# SELECTED TEXT
* * * * *

The Early Years of the NWRPA
Frank Kelley
Monday 10 July 2023
Summary by Frank Kelley
It was good to see Eileen Ainsworth at this seminar. We are both long standing members and joined the NWRPA around 1991 or 1992. At that time the Association was already around ten years old and so we have already passed our 40th birthday.
From the beginning the full name of our organisation was:
THE NORTH WEST REGIONAL PSYCHOTHERAPY ASSOCIATION
The North West Regional refers to the North West Region of the NHS. The psychotherapy refers to a psychoanalytic psychotherapy which was heavily influenced by Freud and Klein.
We know the NWRPA as an informal and independent interest group. It was a very different organisation in those early days.
Here is a quote from the Constitution adopted in 1984.
The main aim is to encourage the development of services and training in psychotherapy in the North West Region of England, primarily but not exclusively within the National Health Service.
Most of the members were therapists working in NHS psychoanalytic psychotherapy services in Central and North Manchester, Salford, Preston and Lancaster. I experienced the later stages of the development of services. I joined an NHS mental health day hospital as a staff nurse in 1990. This had a small outpatient psychotherapy service. Three years later it was a dedicated therapy service and all the staff were trainee or qualified psychoanalytic psychotherapists.
In terms of training the initial group were trained personally by an NHS based Jungian Psychoanalyst. In turn they became the trainers of the next generation of psychoanalytic psychotherapists. This group founded a training body called the North West Institute of Dynamic Psychotherapy. The NWIDP became an accreditation body and members were registered psychotherapists with the UKCP (United Kingdom Council for Psychotherapy.) The Institute was initially part of the NHS and then became a self funding independence body.

* * * * *

Stored items:
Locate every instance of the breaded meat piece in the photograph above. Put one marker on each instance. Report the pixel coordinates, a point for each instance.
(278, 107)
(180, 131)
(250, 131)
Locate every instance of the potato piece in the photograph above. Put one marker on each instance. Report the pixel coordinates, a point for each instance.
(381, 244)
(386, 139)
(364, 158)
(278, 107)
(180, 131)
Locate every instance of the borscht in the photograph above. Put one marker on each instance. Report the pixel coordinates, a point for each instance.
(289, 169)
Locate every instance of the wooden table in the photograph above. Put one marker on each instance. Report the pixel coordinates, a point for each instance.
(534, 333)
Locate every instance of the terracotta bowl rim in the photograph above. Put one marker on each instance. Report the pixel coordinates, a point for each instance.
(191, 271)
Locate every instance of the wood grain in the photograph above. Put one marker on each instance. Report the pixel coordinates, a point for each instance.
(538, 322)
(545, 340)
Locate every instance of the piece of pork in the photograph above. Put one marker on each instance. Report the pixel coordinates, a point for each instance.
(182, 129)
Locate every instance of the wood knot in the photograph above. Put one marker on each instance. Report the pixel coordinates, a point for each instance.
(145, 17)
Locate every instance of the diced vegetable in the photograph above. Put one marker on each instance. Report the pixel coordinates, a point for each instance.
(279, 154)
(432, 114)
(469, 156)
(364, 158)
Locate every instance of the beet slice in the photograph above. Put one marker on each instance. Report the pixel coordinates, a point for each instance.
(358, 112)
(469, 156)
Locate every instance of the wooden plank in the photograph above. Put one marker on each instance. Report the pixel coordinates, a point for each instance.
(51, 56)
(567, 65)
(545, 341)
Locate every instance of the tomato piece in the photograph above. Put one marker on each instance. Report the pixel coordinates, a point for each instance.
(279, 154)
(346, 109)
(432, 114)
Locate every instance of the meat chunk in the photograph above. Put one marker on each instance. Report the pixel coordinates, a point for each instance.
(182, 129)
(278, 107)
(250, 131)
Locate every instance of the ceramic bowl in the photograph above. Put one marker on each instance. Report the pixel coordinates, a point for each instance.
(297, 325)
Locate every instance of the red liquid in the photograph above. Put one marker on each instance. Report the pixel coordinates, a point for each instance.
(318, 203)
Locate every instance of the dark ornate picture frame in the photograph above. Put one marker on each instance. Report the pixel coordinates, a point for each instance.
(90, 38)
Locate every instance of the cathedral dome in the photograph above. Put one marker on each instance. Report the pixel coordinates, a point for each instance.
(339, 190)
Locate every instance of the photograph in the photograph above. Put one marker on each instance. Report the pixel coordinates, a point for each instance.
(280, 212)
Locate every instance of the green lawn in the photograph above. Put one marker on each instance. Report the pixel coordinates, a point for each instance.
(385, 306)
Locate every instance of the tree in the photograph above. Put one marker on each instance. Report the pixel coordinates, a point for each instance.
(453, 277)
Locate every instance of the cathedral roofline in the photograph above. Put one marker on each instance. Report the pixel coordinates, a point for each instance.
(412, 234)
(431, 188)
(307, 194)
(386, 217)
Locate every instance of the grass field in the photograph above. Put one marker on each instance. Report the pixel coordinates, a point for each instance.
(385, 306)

* * * * *

# CHECK YOUR UNDERSTANDING
1. Copy everything in the NWRPA history from "In terms of" down to "funding independence body.", changing "accreditation body" to "certification body".
2. According to the NWRPA history, in what year was the Constitution adopted?

# TASK-BY-TASK RESULTS
1.
In terms of training the initial group were trained personally by an NHS based Jungian Psychoanalyst. In turn they became the trainers of the next generation of psychoanalytic psychotherapists. This group founded a training body called the North West Institute of Dynamic Psychotherapy. The NWIDP became an certification body and members were registered psychotherapists with the UKCP (United Kingdom Council for Psychotherapy.) The Institute was initially part of the NHS and then became a self funding independence body.

2. 1984